REQUIRED WORK ->
Every entry below should be transcribed exactly; pictures stay out of the copy.

### DATASET EXTRACT ###

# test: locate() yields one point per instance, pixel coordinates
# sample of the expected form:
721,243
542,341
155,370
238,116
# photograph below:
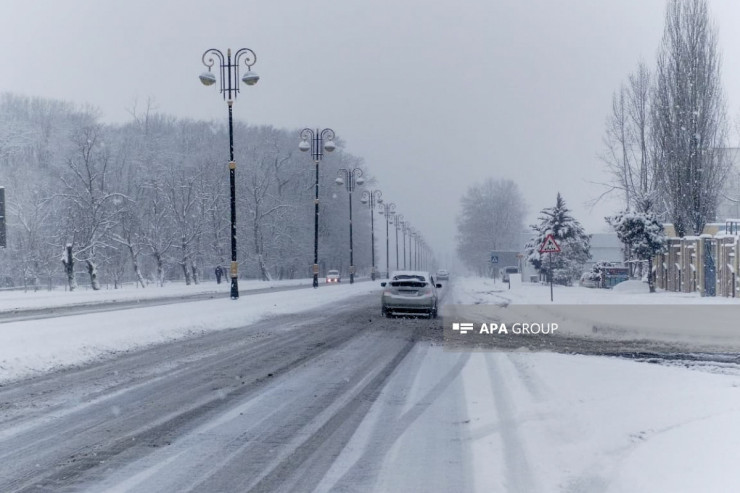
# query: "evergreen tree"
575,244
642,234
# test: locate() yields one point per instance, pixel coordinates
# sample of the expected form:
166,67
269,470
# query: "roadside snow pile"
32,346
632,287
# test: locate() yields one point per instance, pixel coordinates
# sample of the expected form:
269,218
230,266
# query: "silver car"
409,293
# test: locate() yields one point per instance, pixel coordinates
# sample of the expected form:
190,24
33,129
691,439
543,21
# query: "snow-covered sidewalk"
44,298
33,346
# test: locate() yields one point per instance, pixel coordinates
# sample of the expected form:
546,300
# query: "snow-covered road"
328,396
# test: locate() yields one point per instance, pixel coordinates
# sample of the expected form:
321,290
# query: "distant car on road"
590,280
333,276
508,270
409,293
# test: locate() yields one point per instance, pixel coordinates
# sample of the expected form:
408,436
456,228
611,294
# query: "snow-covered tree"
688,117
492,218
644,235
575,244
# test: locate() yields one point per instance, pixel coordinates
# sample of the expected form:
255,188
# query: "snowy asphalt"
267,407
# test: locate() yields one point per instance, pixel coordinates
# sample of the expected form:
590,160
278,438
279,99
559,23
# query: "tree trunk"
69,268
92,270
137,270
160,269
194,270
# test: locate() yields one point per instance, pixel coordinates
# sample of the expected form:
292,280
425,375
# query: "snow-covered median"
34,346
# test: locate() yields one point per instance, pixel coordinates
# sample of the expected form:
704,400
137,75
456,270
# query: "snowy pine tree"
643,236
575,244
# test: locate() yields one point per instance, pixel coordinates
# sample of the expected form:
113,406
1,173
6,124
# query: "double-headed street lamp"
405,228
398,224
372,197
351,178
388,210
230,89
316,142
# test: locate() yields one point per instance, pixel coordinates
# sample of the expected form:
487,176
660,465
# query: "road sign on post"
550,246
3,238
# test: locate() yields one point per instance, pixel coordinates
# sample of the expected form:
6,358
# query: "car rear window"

###

RESPONSE AREA ->
# test: locate() yields one point per instance, pixel coordinates
# sample of the expected form:
721,243
542,341
155,370
238,116
# photograph below:
# query: "evergreen tree"
575,244
642,234
# test: locate() yields one point per instance, pixel coordinates
# sample of the expected form:
166,67
269,470
# query: "roadside snow pile"
32,346
632,287
# test: locate() yields one point per instance, pixel coordinates
# sample of the expected form:
269,218
230,266
# query: "silver car"
409,293
# test: locate() yields one point per instance, pixel coordinates
# sample of the expected form:
190,24
33,129
691,439
543,21
# query: "snow-covered sidewalk"
44,298
33,346
# test: locate() yields one point per instance, pixel coordinates
# sample of the expected form:
546,300
# query: "snow-covered road"
328,396
# test: locate() yields one point per instance, pixel coordinates
# sample of the expected form:
321,290
# query: "distant car on road"
590,280
333,276
508,270
409,293
# test: locate() yields one point per instance, pixel coordinates
# sample of the expected form:
408,436
456,228
611,294
# query: "snow-covered tree"
688,117
492,218
644,235
575,244
# test: locate() yields one point per instance, pixel coordinates
# sample of the expected form:
255,188
# query: "snowy asphalt"
267,407
# test: locate() yields one point per instance, pixel coordinates
# sample of the expected form:
590,160
278,438
279,99
559,23
# query: "tree trunk"
69,268
92,270
137,270
160,269
194,270
# test: locate() yields one point per instance, pixel coordinates
# sample of the expected form:
292,280
425,375
# query: "snow-covered median"
34,346
# test: locate() yields one point per instance, pixel coordinates
# sample of the expected form:
704,400
137,75
456,270
# query: "snowy pine tree"
643,236
575,244
# test: locate() yields one point per instance, pixel coordinates
# sample of the expected form:
113,406
1,173
6,124
# query: "double-headed street lamp"
405,228
398,224
372,197
351,178
388,210
230,89
316,142
# test: locate() yields one point per instance, pixel coordinates
# sample of the expected form:
487,176
660,465
# query: "road sign on post"
550,246
3,238
# test: locate() yields one point per instance, pixel coordinates
# sample of the expected form:
6,358
# query: "car rear window"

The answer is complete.